[Raw records]
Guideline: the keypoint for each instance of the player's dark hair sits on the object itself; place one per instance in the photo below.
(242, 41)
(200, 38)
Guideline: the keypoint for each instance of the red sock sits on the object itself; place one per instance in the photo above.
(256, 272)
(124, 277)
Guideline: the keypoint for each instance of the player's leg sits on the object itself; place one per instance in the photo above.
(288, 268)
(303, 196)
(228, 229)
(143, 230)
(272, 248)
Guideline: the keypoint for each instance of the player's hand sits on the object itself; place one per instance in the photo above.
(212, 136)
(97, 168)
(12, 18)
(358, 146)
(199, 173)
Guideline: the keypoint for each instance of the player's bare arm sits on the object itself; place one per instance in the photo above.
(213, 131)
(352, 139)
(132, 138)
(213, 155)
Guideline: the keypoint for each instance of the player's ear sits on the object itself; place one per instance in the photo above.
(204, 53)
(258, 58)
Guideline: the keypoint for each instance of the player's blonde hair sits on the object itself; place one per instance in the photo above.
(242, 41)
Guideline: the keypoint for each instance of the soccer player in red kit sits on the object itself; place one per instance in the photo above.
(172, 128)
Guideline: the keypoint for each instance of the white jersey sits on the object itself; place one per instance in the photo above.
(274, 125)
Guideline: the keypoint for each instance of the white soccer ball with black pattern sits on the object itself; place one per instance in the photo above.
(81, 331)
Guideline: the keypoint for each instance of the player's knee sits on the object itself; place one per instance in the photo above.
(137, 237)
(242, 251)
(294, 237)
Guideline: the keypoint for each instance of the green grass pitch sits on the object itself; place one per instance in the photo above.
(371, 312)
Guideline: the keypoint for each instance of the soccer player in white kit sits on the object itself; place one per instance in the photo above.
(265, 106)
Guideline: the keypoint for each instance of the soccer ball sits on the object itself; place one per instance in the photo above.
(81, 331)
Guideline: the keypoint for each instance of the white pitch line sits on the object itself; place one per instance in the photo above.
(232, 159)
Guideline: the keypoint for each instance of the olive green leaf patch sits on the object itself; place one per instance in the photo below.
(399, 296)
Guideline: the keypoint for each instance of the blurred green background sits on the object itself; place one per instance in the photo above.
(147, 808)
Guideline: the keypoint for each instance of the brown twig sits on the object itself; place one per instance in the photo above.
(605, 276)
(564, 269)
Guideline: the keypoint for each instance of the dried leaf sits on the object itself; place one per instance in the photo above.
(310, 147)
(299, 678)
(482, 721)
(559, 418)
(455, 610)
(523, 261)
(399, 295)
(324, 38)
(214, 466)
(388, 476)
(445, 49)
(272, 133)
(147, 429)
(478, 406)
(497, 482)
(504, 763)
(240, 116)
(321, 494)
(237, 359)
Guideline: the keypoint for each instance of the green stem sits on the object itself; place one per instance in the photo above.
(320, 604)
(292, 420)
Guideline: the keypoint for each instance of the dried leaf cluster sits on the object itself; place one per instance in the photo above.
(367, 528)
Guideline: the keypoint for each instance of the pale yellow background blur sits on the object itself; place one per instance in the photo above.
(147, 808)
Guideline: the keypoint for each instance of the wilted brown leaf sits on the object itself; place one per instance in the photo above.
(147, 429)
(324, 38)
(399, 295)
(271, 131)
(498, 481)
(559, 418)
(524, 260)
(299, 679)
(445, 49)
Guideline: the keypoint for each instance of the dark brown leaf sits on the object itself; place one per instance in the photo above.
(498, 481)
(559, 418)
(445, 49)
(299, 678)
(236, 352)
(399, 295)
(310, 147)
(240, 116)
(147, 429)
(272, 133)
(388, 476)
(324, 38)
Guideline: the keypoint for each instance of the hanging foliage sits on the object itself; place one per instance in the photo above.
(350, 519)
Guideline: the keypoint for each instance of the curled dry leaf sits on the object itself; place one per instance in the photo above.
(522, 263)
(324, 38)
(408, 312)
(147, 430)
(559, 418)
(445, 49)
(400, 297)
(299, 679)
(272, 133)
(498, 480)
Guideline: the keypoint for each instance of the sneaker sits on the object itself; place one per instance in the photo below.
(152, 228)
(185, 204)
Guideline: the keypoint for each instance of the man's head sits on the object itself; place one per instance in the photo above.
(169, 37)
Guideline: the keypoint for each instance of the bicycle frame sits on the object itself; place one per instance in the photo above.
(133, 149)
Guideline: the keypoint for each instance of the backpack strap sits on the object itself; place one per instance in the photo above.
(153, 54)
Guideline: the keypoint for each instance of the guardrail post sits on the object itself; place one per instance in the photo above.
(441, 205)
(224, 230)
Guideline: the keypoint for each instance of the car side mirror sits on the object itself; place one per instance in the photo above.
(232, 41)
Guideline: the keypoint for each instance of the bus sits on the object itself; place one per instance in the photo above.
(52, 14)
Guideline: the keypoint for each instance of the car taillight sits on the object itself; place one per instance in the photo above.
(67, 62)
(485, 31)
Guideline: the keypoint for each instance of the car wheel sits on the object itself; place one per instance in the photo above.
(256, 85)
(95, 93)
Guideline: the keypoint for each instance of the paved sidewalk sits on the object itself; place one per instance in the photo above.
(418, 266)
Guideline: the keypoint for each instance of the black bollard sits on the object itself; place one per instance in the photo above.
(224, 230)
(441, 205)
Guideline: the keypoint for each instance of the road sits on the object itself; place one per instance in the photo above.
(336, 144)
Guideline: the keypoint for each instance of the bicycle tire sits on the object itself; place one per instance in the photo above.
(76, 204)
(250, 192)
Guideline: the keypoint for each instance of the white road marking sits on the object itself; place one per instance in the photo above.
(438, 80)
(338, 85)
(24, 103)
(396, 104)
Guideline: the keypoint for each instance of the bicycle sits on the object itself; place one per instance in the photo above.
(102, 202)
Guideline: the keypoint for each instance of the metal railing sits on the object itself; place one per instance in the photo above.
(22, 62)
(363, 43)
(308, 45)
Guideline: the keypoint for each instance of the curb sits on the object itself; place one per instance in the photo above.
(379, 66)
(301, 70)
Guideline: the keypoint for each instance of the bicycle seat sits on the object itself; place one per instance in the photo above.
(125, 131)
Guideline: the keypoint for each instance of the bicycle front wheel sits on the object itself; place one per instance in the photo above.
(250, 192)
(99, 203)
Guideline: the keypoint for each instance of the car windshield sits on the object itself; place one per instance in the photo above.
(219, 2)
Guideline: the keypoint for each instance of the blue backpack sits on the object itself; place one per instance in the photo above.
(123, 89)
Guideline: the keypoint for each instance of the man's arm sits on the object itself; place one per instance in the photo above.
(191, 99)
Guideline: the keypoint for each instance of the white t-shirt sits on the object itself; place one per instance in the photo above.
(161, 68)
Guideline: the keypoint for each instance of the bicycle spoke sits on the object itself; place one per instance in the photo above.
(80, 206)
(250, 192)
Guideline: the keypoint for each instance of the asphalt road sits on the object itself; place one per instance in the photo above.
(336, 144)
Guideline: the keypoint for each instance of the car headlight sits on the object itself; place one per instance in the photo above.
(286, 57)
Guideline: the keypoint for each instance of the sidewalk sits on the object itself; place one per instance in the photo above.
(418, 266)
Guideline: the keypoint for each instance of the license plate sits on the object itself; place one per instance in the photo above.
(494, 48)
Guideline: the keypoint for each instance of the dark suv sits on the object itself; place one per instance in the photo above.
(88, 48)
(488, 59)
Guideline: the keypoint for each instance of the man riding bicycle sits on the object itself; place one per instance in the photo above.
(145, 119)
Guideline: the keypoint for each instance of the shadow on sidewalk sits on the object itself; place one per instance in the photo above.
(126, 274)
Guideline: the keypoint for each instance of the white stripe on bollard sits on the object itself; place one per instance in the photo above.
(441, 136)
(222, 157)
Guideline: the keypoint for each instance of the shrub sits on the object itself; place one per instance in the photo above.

#### REQUEST
Repeat the entries shown above, every one, word for word.

#### SOLUTION TO THIS EXERCISE
Guideline: the keypoint for each instance of the player's dark hair sits on the object itself; place one per instance in the photo below.
(242, 41)
(200, 38)
Guideline: the keypoint for each instance of the red sock sits on the object itself; place one per instance in the photo above.
(256, 272)
(124, 277)
Guideline: the keypoint for each instance of the player's leg sits on the object itself; place one per instance in the photo above.
(288, 268)
(303, 196)
(228, 229)
(143, 230)
(272, 248)
Guideline: the keypoint for each instance of the player's hand sits on the object itself; place one per instance in the photo above.
(212, 136)
(97, 168)
(12, 18)
(358, 146)
(199, 173)
Guideline: the keypoint for each instance of the player's bare arm sits on the object itself; place one per instance in the photo above.
(213, 131)
(352, 139)
(132, 138)
(213, 155)
Guideline: the keypoint for each instance of the player's ear sits on the object itself; place one per instance in the photo above.
(204, 53)
(258, 58)
Guideline: the keypoint for each instance of the player's blonde hair sits on the object itself; place one per instance in the photo above.
(242, 41)
Guideline: the keypoint for each instance of the soccer player in red kit sits on the object itself; place one per instance in the photo above.
(172, 128)
Guideline: the keypoint for each instance of the white jersey sits on the object itself; place one per instance in the photo above.
(274, 125)
Guideline: the keypoint for each instance of the white soccer ball with black pattern sits on the object itself; place one per instance in the photo above.
(81, 331)
Guideline: the keypoint for each instance of the player's knee sits on the object itself; place one per instance in the photo above.
(137, 237)
(242, 251)
(294, 237)
Guideline: the keypoint for each instance of the green grass pitch sits on the object itself; place one per instance in the photo above.
(371, 312)
Guideline: the keypoint for each instance of the soccer player in white kit sits on the object itself; place one per instance in the photo above.
(265, 106)
Guideline: the keypoint for each instance of the soccer ball sits on the object itself; place one per instance in the photo above.
(81, 331)
Guideline: the keypoint for each instance of the white pitch line sits on the object itself; place one per instance in the photo above.
(232, 159)
Guideline: the keypoint for each instance of the olive green leaf patch sits on the object itself; place one per instance in the photo below.
(399, 296)
Guideline: the keypoint for each instance of the blurred green background sits on the object itself; place one per instance in the photo above.
(147, 808)
Guideline: the keypoint for each instance of the brown twig sits on the object itself; place one per instance in the photo above.
(605, 276)
(564, 269)
Guideline: the keypoint for each instance of the dried leaf sits on the object itself; place one per instance in the photo above.
(310, 147)
(299, 678)
(482, 721)
(559, 418)
(455, 610)
(523, 261)
(399, 295)
(324, 38)
(214, 466)
(388, 476)
(445, 49)
(272, 133)
(147, 429)
(478, 406)
(497, 482)
(504, 763)
(240, 116)
(321, 494)
(237, 359)
Guideline: the keypoint for each instance of the green stem sits on the object itself; place one per instance in the photo above.
(320, 604)
(292, 420)
Guideline: the keypoint for each instance of the dried leaf cluster sits on the object itself; place one per instance in the photo above.
(367, 528)
Guideline: the keypoint for each instance of the pale yellow background blur sits on the object itself; place one per instance in the photo above.
(147, 808)
Guideline: the keypoint for each instance of the wilted brown leaf sits on the object itself; place one per instance in the photo above.
(147, 429)
(324, 38)
(399, 295)
(271, 131)
(498, 481)
(559, 418)
(524, 260)
(299, 679)
(445, 49)
Guideline: the keypoint for each instance of the dark brown leaf sits on the object itself; place one per instance in the photo above.
(498, 481)
(559, 418)
(445, 49)
(299, 678)
(236, 352)
(399, 295)
(310, 147)
(240, 116)
(147, 429)
(272, 133)
(388, 476)
(324, 38)
Guideline: the keypoint for each instance of the hanging foliage sits on the object itself; place one per instance in the photo above.
(350, 519)
Guideline: the keypoint for each instance of the curled dry leaf sits on the object itself; place one per instance in the photo above.
(522, 263)
(324, 38)
(408, 312)
(147, 430)
(559, 418)
(445, 49)
(400, 297)
(299, 679)
(272, 133)
(498, 480)
Guideline: the keypoint for each instance of the sneaker sits on the object itself; place one per instance in the photo below.
(152, 228)
(185, 204)
Guideline: the keypoint for each instance of the man's head sits on the object itself; place one per instance in the photo above.
(169, 37)
Guideline: the keypoint for each instance of the bicycle frame sits on the object itself; place one per instance in the photo above.
(133, 149)
Guideline: the keypoint for each instance of the backpack strap sits on the object itself; place one per instance in the photo above.
(153, 54)
Guideline: the keypoint for each instance of the guardrail post sits on the object itself; place one per instance in the photo above.
(441, 205)
(224, 230)
Guideline: the keypoint for each instance of the car side mirror sits on the object itself; place one per instance in the photo above.
(232, 41)
Guideline: the keypoint for each instance of the bus sits on the object itself; place one per instance in the photo above.
(52, 14)
Guideline: the keypoint for each instance of the car taillight sits on the object itself; place one per instance in the photo above.
(67, 62)
(485, 31)
Guideline: the keypoint for each instance of the car wheel sits on the object itself; place one per instance in the photo above.
(256, 85)
(95, 93)
Guideline: the keypoint for each instance of the paved sidewalk sits on the object itself; place one per instance in the photo above.
(418, 266)
Guideline: the keypoint for each instance of the black bollard sits on the object itself; place one per instance in the photo above.
(224, 230)
(441, 205)
Guideline: the keypoint for each instance of the road sits on the object itself; place one per instance in the photo above.
(336, 144)
Guideline: the keypoint for each instance of the bicycle tire sits on the object itself; place one per instance in the photo above.
(76, 204)
(250, 192)
Guideline: the keypoint for each instance of the white road marking sits on the object itself; place one per instance in the photo above.
(438, 80)
(338, 85)
(24, 103)
(396, 104)
Guideline: the keypoint for each instance of the bicycle sits on the object itself; place one per instance in the photo above.
(102, 202)
Guideline: the keypoint for each instance of the metal railing sits on the object itself; place one per instance in the photo above.
(22, 62)
(363, 43)
(308, 45)
Guideline: the keypoint for each instance of the curb sits on the object itself; place one per instance in the photo above.
(379, 66)
(301, 70)
Guideline: the keypoint for each instance of the bicycle seat sits on the object itself; place one per instance in the photo above.
(125, 131)
Guideline: the keypoint for each instance of the bicycle front wheel sits on the object itself; place one per instance in the photo above.
(250, 192)
(99, 203)
Guideline: the keypoint for each instance of the car windshield sits on the object itself; place one per instance in the photo above.
(219, 2)
Guideline: the keypoint for each instance of the blue backpack sits on the object itself; place one per instance in the photo above.
(123, 89)
Guideline: the keypoint for each instance of the man's arm sits on the object itself; place one per instance in the photo above.
(191, 99)
Guideline: the keypoint for each instance of the white t-shirt sits on the object itself; place one per instance in the photo above.
(161, 68)
Guideline: the keypoint for each instance of the bicycle spoke sits on the object itself; place one per instance in the photo above.
(80, 206)
(250, 192)
Guideline: the keypoint for each instance of the asphalt road sits on the object itself; place one per instance in the photo above.
(336, 144)
Guideline: the keypoint for each instance of the car headlight sits on the object itself; place one per instance in the photo above.
(286, 57)
Guideline: the keypoint for each instance of the sidewalk sits on the object itself; place one per instance in the photo above.
(418, 266)
Guideline: the keypoint for each instance of the license plate sits on the object itself; place one per instance in the photo above.
(494, 48)
Guideline: the keypoint for each instance of the dark suv sits on the object itself; place one per instance in the photo above.
(88, 48)
(488, 59)
Guideline: the keypoint for each instance of the man riding bicycle sits on the object itself; place one per instance in the photo above.
(145, 119)
Guideline: the keypoint for each instance of the shadow on sidewalk sits on the object itself; place one per instance in the photo above.
(126, 274)
Guideline: the keypoint for each instance of the white stripe on bollard sits on the object itself; place one per instance in the photo above.
(441, 136)
(222, 157)
Guideline: the keypoint for each instance of the shrub sits on the object itself; place one per instance in the photo above.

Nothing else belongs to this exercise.